PASSAGE SHOWN Block Start
More than 37% of IT professionals have shared their work device with friends or family, according to global remote work survey
As the world moved towards a remote (or flexible) working environment, IT and operations teams became the business stakeholders most directly responsible for facilitating this move. Ensuring that operational capacity was not interrupted and the organization’s IT ecosystem remained functional was crucial to making this transition as smooth as possible.
However, there is an indication that the IT professionals charged with helping the remote work revolution are creating their own security issue. According to the recent COVID-19 State of Remote Work Survey 2.0, OneLogin discovered that more than a third of IT professionals have shared their work devices with friends or family members since the beginning of the work-from-home decree. This figure rises to almost 40% when considering US respondents in particular and drops slightly to 29% when reviewing UK responses. The survey also found that:
- 36% of IT professionals have downloaded personal applications to a work device since moving to a remote environment
- 28% have worked on a public and potentially unsecured WiFi since the move to remote work
- 22% have neglected to update a work device, potentially leaving it open to vulnerabilities
- 22% have shared their work password outside of their organization, demonstrating the sort of poor password hygiene that has led to account compromise in the past
- 16% have left their work device unattended, leaving it open to all manner of security compromise, not to mention theft.
PASSAGE SHOWN Block End
*YOUR TASKS*
a) In the remote work survey article, repeat the passage starting with "More than 37%" and going on through "smooth as possible.", swapping "stakeholders" for "parties".
b) List each behavior that the bulleted findings in the remote work survey article report IT professionals engaging in.
c) Pick up the remote work survey article after its final bullet point and write what follows.
EXTRACTED MATERIAL Block Start
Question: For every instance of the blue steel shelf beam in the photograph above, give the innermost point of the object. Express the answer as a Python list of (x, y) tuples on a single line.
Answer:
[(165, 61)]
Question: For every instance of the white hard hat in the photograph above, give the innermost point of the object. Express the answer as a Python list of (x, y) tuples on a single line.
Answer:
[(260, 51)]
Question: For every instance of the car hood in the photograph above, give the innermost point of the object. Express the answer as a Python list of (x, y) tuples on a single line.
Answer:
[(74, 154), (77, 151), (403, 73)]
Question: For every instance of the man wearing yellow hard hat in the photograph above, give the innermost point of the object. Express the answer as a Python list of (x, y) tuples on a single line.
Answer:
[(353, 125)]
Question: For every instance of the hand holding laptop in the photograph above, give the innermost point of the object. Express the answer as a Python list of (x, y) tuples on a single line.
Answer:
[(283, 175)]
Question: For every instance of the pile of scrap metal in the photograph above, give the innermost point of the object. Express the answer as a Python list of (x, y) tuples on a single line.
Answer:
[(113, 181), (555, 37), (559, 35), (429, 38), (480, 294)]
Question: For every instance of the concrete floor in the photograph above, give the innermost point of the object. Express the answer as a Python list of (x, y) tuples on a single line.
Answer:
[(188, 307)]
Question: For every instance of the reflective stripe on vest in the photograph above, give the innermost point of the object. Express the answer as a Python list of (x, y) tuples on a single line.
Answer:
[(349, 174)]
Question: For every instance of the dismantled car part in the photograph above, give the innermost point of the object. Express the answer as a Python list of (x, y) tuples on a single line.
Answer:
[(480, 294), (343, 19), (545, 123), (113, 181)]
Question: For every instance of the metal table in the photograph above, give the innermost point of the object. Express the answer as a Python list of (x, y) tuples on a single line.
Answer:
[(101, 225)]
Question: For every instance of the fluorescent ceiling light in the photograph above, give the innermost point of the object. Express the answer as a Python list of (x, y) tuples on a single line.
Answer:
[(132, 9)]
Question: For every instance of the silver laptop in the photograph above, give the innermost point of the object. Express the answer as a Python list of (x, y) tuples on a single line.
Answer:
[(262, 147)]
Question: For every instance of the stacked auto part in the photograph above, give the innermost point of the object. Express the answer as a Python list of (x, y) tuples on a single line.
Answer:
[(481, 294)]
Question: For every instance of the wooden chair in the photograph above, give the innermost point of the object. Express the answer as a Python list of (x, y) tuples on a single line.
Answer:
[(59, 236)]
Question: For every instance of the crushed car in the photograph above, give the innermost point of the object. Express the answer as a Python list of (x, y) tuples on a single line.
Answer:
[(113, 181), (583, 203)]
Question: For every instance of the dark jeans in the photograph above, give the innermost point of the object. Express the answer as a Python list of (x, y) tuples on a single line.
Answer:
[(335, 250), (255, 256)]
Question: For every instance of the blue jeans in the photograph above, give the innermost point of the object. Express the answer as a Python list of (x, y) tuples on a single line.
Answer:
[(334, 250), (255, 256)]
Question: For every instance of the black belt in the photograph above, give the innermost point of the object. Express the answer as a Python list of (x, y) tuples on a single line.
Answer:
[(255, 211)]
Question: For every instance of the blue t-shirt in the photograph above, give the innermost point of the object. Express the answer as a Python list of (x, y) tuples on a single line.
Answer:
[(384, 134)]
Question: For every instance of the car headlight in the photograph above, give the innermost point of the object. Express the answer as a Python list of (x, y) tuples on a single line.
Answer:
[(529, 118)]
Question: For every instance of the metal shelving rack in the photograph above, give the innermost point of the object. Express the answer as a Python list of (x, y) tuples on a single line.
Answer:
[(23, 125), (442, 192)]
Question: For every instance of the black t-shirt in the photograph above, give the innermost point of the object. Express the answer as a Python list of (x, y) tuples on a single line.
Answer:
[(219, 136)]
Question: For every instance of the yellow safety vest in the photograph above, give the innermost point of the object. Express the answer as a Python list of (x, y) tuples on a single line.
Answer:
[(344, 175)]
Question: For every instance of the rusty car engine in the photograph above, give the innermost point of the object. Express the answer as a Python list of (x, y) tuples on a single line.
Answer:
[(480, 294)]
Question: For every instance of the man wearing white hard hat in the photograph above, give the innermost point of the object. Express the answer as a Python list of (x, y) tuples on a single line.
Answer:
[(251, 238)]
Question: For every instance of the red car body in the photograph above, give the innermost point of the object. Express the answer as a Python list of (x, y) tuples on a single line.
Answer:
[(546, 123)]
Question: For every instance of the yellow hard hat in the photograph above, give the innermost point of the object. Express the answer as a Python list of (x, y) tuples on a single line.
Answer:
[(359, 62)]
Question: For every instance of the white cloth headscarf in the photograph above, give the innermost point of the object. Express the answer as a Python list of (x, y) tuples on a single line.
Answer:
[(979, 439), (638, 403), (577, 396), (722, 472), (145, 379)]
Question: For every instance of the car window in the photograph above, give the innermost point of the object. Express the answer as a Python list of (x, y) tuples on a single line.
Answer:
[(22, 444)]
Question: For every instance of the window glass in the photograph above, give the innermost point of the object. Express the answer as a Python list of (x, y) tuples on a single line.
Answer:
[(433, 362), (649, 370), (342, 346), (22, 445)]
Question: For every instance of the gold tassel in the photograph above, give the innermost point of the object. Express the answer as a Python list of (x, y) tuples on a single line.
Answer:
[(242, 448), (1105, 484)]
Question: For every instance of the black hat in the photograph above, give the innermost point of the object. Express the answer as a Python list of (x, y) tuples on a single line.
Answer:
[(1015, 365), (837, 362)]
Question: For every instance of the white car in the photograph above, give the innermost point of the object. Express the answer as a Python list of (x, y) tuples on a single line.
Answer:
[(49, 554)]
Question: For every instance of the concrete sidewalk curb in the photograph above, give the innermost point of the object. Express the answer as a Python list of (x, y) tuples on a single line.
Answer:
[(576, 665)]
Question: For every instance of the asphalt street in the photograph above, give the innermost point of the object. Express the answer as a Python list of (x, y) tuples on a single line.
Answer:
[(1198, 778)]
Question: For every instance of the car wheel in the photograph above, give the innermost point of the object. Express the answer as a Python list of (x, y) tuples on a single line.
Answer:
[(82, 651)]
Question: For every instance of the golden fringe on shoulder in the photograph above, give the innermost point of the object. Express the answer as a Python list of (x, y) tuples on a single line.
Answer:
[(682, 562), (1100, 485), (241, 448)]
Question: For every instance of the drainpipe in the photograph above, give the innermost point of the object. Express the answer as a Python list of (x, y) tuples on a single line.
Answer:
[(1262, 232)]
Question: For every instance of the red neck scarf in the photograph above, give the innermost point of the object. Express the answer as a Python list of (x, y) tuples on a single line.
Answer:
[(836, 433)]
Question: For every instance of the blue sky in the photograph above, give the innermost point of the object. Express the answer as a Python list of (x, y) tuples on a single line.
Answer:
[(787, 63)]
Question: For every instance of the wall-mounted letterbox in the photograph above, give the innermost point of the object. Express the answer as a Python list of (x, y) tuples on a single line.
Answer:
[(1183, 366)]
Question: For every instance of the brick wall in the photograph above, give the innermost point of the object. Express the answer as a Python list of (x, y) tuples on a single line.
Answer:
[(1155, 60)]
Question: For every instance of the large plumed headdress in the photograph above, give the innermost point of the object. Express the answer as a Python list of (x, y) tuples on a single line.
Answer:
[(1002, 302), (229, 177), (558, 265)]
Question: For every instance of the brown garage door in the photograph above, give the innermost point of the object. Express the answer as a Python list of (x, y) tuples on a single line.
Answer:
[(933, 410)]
EXTRACTED MATERIAL Block End
*REPLIES*
a)
More than 37% of IT professionals have shared their work device with friends or family, according to global remote work survey
As the world moved towards a remote (or flexible) working environment, IT and operations teams became the business parties most directly responsible for facilitating this move. Ensuring that operational capacity was not interrupted and the organization’s IT ecosystem remained functional was crucial to making this transition as smooth as possible.

b)
- Downloading personal applications to a work device
- Working on a public and potentially unsecured WiFi
- Neglecting to update a work device
- Sharing their work password outside of their organization
- Leaving their work device unattended

c)
“This lack of security awareness demonstrated by a sizable portion of the IT professionals surveyed is undoubtedly concerning,” said Brad Brooks, CEO of OneLogin. “It speaks to a wider cultural problem around conveying the importance of security across the entire company, as well as a well-documented need for more cross-departmental initiatives between IT and security teams. This would help to not only build stronger links between two departments with significant operational overlap, but would also help to foster a more security aware culture in IT departments.”
The survey results also indicate that key security technologies are not being deployed across IT departments:
- Only 62% of IT professionals have had anti-virus software deployed by their employer
- Only 36% have been using a VPN
- Only 41% have deployed multi-factor authentication
- Security best practices was only offered to 44% of respondents
- Phishing updates have only been deployed for 29% of IT professionals
About the survey
This survey was conducted with 2000 US and UK remote workers in December 2020. Conducted online, the survey was broken down by nationality, region, age, gender, job role, industry and seniority at a company.